- _Set task_
Quote the listing below in its entirety.

- _Dataset rows_
--*--

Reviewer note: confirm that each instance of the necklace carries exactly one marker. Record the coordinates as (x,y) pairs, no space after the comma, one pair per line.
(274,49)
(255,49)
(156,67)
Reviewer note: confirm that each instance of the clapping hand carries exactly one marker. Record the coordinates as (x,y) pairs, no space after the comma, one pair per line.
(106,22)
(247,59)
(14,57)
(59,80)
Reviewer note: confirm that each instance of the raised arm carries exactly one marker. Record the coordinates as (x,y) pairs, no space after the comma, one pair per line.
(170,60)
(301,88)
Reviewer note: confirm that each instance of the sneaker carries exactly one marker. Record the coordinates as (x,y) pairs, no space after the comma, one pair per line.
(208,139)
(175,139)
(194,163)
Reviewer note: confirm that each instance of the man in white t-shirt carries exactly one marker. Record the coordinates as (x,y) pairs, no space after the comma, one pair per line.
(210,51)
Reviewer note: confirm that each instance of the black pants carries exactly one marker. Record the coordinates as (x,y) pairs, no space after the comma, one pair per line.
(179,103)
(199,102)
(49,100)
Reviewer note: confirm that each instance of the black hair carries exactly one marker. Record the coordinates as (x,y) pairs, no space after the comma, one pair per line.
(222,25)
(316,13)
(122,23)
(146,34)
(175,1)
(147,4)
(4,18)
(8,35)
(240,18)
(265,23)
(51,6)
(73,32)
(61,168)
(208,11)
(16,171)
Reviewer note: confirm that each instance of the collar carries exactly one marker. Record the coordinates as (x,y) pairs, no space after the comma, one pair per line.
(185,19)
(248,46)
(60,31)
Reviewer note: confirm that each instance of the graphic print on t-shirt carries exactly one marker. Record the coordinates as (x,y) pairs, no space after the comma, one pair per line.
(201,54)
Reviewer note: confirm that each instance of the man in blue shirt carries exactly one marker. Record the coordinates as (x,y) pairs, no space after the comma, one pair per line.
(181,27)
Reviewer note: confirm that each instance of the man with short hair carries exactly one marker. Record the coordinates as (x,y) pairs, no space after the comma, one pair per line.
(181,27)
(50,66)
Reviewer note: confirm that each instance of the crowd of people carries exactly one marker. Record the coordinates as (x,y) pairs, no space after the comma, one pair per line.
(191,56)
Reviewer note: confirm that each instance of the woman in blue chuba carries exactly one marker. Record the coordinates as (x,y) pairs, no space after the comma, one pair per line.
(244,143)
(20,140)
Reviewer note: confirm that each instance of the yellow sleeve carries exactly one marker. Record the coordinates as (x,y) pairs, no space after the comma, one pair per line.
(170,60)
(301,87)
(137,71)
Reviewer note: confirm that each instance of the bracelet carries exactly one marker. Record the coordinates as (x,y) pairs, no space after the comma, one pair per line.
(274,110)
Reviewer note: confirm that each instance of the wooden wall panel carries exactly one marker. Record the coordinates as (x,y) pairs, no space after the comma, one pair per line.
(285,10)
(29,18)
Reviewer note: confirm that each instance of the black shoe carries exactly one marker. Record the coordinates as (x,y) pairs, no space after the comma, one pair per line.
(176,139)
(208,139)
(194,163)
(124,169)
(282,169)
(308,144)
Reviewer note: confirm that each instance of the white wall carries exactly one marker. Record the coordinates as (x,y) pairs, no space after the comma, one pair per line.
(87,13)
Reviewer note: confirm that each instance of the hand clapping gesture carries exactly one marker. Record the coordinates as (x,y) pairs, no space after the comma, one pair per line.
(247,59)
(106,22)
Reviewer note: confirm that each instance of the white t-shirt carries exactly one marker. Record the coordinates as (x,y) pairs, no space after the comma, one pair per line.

--*--

- _Exercise result_
Reviewer note: confirm that each instance of the necklace carries exactly one marker. Record the coordinates as (x,y) pairs, no space after the comma, one pair per line.
(274,49)
(255,49)
(156,67)
Reviewer note: confirm that each instance of the clapping hand carries exactly one marker. Record the coordinates as (x,y) pairs, no space after the comma, one pair per line.
(106,22)
(247,59)
(14,57)
(59,80)
Reviewer note: confirm that each instance of the raised arm carries exactly one marker. Record the coordinates as (x,y) pairs, no space after the comma, one pair per line.
(170,60)
(301,88)
Reviewer note: confirm that each instance of the sneaker carries exactly one marker. Record the coordinates as (x,y) pairs, no space after the comma, one pair per line.
(208,139)
(175,139)
(194,163)
Reviewer note: confirm that each instance of the man in white t-shirt carries exactly one marker. Record the coordinates as (x,y) pairs, no space after the comma, one pair per line.
(210,51)
Reviewer note: confirm that each instance of the black pants carries exactly one marker. Record the coordinates as (x,y) pairs, no space after the comma, one pair per line.
(179,103)
(199,102)
(49,100)
Reviewer note: confirm that each instance of the black hair carries exactly one marker. Record the coordinates as (x,y) pairs, no space after the comma, one pair per line.
(222,25)
(316,13)
(122,23)
(146,34)
(175,1)
(147,4)
(4,18)
(8,35)
(240,18)
(265,23)
(51,6)
(73,32)
(61,168)
(208,11)
(16,171)
Reviewer note: confirm that each instance of the collar carries exactly one marker. Record the coordinates as (x,y) pairs, no space after the comma, one pair per line.
(185,19)
(248,46)
(60,31)
Reviewer note: confirm that each instance of the graphic print on t-shirt carries exactly one marker. Record the coordinates as (x,y) pairs, no space after the comma, one pair per line.
(201,54)
Reviewer note: confirm that each instance of the man in blue shirt carries exactly one marker. Record the coordinates as (x,y) pairs, no space after the comma, one pair per line.
(181,27)
Reviewer note: confirm that each instance of the man with short hair carries exactly one marker. Record the coordinates as (x,y) pairs, no space after the comma, one pair per line.
(181,27)
(50,66)
Reviewer note: confirm that each instance of the crowd of people carries exactly one marker. Record the coordinates as (x,y) pairs, no space after the comma, one pair per line.
(191,56)
Reviewer note: confirm that each instance of the woman in blue chuba carries exactly one marker. Record the coordinates as (x,y) pairs, no space after the comma, one pair per line.
(244,143)
(20,140)
Reviewer note: confirm that each instance of the yellow sleeve carries exactly one marker. Record the coordinates as (x,y) pairs, no space after the comma, one pair per line.
(170,60)
(301,87)
(137,71)
Reviewer note: confirm that each instance of the bracelet carries exactly one marker. Record the coordinates as (x,y) pairs, no space after the comma, one pair per line.
(274,110)
Reviewer note: confirm that each instance of the wooden wall panel carries exactly one marker. Record the coordinates as (x,y) pairs, no space after the comma, one pair per line.
(285,10)
(29,18)
Reviewer note: confirm that each instance of the black shoe carries exactly one marker. Record the coordinates as (x,y) pairs, no space after the comma, one pair per line.
(176,139)
(208,139)
(194,163)
(124,169)
(282,169)
(308,144)
Reviewer note: confirm that each instance of the white wall carries exactly one marker. Record the coordinates as (x,y) pairs, no space after the comma, one pair per line.
(87,13)
Reviewer note: confirm that each instance of the hand clapping gesture carries exactly one marker. Record the coordinates as (x,y) pairs, no space after the comma, one pair per line.
(247,59)
(106,22)
Reviewer note: confirm that each instance of the white t-shirt carries exactly one marker. Record the coordinates as (x,y) pairs, no space after the comma, one pair per line.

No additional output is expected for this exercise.